Transcribe the full listing, keeping every word as it stands.

───── Working data ─────

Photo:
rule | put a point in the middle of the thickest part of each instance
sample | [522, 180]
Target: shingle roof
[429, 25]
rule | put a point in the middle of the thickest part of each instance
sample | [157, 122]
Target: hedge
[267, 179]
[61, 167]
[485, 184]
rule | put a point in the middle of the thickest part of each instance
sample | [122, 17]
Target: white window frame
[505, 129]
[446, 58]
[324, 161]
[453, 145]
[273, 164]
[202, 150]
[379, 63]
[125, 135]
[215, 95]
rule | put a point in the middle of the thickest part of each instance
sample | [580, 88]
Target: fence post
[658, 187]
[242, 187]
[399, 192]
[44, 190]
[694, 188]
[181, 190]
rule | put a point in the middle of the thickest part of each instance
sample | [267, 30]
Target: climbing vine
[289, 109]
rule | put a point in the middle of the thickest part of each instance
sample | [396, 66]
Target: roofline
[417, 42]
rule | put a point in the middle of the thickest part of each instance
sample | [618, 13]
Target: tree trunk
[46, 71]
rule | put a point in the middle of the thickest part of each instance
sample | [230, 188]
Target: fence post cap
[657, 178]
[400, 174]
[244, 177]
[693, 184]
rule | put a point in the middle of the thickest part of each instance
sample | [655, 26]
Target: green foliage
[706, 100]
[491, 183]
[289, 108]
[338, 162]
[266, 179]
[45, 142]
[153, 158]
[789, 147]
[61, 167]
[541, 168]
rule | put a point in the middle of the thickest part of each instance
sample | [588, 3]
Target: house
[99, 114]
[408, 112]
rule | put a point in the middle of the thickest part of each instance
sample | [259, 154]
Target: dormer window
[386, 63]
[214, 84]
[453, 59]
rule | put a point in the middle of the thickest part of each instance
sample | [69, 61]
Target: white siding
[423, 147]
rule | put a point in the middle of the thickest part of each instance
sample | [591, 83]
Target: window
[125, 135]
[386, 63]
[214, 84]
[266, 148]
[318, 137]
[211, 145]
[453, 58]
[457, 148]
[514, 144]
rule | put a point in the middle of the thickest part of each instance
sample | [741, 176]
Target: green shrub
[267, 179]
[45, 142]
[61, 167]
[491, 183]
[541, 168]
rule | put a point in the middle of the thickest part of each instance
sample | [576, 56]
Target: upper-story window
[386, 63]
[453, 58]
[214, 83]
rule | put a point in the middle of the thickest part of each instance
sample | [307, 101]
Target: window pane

─────

◆ Result of the task:
Photo:
rule | put a point in the middle of the thickest part of each instance
sample | [522, 180]
Target: shingle roof
[429, 25]
rule | put a point in the middle of the thickest part of each instance
sample | [157, 122]
Target: hedge
[267, 179]
[61, 167]
[485, 184]
rule | put a point in the middle of the thickest part of each instance
sample | [122, 17]
Target: white window frame
[505, 129]
[446, 58]
[324, 161]
[453, 145]
[273, 164]
[202, 150]
[379, 63]
[125, 135]
[215, 95]
rule | put a point in the middle of the thickest part of each instance
sample | [580, 88]
Target: fence post
[658, 187]
[242, 187]
[399, 192]
[44, 190]
[694, 188]
[181, 190]
rule | put a point in the middle of the thickest part of each instance
sample | [267, 30]
Target: climbing vine
[289, 109]
rule | put a point in the middle of the thickest part of each instance
sample | [396, 66]
Target: roofline
[417, 42]
rule | put a point in the middle of the thickest part of each instance
sample | [618, 13]
Target: tree trunk
[46, 71]
rule | put a point in the middle of the thickest part of each instance
sample | [230, 188]
Target: fence post cap
[657, 178]
[400, 174]
[244, 177]
[693, 184]
rule | put a point in the middle of the thickest part of each instance
sample | [655, 26]
Target: green foliage
[706, 100]
[491, 183]
[289, 108]
[338, 162]
[266, 179]
[45, 142]
[153, 158]
[789, 147]
[61, 167]
[541, 168]
rule | put a point in the middle of the thickest part of each instance
sample | [588, 3]
Target: house
[99, 114]
[408, 112]
rule | put a point in the middle of the thickest part of each instance
sample | [259, 154]
Target: dormer window
[386, 63]
[214, 84]
[453, 59]
rule | put a point in the middle of the thickest part of each instance
sample | [69, 61]
Target: white siding
[423, 147]
rule | put a point in the middle of the thickest part of each instance
sample | [591, 83]
Target: window
[125, 135]
[386, 63]
[214, 84]
[266, 148]
[318, 137]
[211, 145]
[453, 58]
[457, 148]
[514, 144]
rule | put a point in the middle of the thickest part of each instance
sample | [741, 176]
Target: green shrub
[267, 179]
[45, 142]
[61, 167]
[491, 183]
[541, 168]
rule | put a point in the middle of the thickest part of each instance
sample | [576, 56]
Target: upper-story window
[386, 63]
[453, 58]
[214, 83]
rule | put a point in the middle of the thickest part of each instance
sample | [307, 101]
Target: window pane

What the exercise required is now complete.